Exercícios propostos:
- 1) De acordo com o texto sobre microplásticos, que risco têm as pessoas com o coração contaminado por plástico?
- 2) Dê continuidade ao texto sobre microplásticos a partir da última frase apresentada.
───── Texto para análise ─────
Será necessário o aprofundamento das pesquisas para se concluir que a presença de plástico no sistema nervoso é prejudicial à saúde? A influência nefasta já foi comprovada em relação a outros sistemas. Por exemplo, um risco quatro vezes maior de problemas cardíacos graves e morte em pessoas com o coração contaminado. Não são apenas danos cardíacos os ocasionados pelo plástico. A exposição contínua aos microplásticos e seus aditivos químicos gera uma série de outras consequências graves para a saúde humana, como distúrbios endócrinos e redução da fertilidade. Além disso, o microplástico é neurotóxico, levando a alterações no comportamento, lesão celular e até modificações de enzimas que são importantes para os neurotransmissores. São as moléculas responsáveis pela comunicação entre neurônios. Sem isso, os humanos perdem suas capacidades cognitivas e deixam de ser animais racionais.
───── Informações ─────
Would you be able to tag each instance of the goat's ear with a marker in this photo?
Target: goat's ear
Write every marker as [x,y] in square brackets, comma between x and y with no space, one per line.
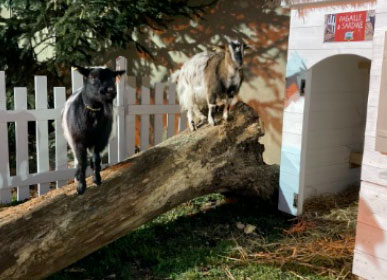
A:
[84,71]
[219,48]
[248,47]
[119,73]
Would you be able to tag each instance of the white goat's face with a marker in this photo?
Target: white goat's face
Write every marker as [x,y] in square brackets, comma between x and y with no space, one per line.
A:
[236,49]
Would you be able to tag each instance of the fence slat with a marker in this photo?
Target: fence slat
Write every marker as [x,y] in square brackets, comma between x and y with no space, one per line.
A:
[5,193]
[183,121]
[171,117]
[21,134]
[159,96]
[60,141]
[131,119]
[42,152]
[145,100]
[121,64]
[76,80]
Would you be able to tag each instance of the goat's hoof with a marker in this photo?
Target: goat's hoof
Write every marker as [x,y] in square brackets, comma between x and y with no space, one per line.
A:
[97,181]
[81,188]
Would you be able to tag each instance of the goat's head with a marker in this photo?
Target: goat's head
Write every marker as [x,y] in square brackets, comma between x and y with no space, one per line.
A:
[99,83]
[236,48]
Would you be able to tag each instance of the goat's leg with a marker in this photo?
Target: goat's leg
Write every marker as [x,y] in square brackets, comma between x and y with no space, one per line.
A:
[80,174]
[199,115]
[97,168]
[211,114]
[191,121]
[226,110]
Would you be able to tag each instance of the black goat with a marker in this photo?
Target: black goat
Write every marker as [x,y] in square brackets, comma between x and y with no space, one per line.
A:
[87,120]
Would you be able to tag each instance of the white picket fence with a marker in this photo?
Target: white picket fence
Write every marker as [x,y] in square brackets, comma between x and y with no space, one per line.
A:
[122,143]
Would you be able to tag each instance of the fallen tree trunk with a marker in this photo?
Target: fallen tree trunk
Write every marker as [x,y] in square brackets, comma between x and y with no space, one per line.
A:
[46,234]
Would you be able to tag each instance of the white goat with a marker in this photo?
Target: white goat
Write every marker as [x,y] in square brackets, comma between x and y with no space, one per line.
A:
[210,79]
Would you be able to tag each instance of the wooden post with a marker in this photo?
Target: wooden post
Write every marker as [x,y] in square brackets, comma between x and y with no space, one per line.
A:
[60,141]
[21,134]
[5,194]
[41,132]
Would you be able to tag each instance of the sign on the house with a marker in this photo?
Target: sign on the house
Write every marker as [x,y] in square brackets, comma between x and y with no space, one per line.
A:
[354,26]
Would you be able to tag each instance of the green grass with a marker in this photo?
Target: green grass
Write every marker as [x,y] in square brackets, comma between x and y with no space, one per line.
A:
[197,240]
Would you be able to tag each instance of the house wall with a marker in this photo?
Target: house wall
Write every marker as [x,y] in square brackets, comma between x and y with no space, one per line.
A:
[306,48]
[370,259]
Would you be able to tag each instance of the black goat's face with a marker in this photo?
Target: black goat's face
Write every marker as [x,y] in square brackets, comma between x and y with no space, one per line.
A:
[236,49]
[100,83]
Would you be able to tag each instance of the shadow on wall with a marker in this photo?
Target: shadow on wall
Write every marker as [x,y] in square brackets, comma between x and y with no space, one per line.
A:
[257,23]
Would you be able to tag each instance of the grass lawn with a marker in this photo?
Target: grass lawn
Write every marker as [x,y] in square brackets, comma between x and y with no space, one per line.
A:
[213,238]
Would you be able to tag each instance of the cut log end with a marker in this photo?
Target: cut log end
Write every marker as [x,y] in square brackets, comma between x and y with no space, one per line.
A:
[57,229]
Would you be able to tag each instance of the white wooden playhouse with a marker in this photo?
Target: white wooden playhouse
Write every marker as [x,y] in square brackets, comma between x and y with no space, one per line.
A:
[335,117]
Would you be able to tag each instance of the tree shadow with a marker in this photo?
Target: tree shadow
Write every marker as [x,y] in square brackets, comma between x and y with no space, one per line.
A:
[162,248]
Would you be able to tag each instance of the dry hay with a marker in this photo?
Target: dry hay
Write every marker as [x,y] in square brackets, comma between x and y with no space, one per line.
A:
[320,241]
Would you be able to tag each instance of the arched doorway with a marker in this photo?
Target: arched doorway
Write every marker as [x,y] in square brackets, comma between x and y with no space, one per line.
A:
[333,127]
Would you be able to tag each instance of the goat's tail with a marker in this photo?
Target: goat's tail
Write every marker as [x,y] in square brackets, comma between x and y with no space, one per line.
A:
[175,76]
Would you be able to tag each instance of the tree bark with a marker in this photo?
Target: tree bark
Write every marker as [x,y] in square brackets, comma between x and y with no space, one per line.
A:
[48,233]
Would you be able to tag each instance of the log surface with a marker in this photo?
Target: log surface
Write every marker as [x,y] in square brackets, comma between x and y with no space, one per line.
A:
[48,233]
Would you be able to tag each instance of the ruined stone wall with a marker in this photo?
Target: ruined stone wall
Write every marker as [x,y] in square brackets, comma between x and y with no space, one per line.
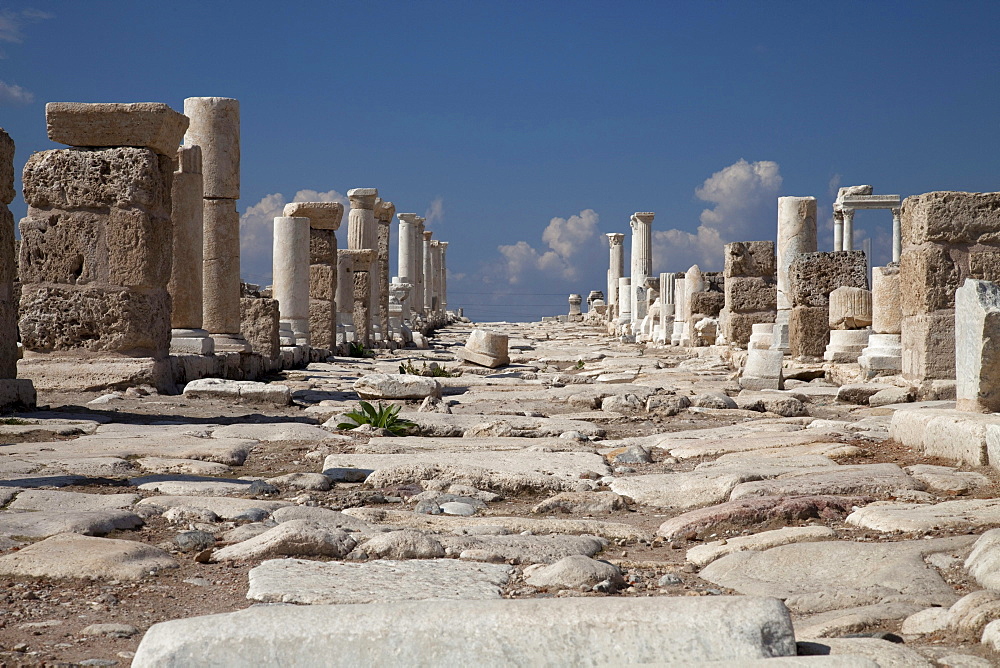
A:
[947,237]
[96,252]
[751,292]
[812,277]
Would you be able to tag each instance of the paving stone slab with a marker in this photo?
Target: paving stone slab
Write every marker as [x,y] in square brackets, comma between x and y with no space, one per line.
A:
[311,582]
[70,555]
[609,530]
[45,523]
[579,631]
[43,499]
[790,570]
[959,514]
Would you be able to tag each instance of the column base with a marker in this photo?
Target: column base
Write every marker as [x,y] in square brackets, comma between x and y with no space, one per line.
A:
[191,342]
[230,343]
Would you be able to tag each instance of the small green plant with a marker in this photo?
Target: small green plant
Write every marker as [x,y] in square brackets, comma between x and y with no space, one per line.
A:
─────
Exercícios resolvidos:
- 1) Elas têm um risco quatro vezes maior de problemas cardíacos graves e morte.

- 2)
Pense-se na criança que aspira esse microveneno, já que o plástico praticamente envolve nossa vida e impregna o ar que respiramos. Que excesso, que imprudência, que tragédia nós mesmos fabricamos para tornar cada vez mais perigosa esta nossa aventura terrena.

O plástico não é degradável por nossas enzimas. Vai se acumulando em nosso corpo. Suas partículas são internalizadas pelas células e interferem no seu metabolismo. Algo verdadeiramente trágico, principalmente para crianças com o cérebro em desenvolvimento, sujeito a alterações irreversíveis.

A recomendação é evitar que as crianças tenham contato com brinquedos de plástico, pois é comum os levem à boca. Não é só o plástico, mas os aditivos químicos, também venenosas.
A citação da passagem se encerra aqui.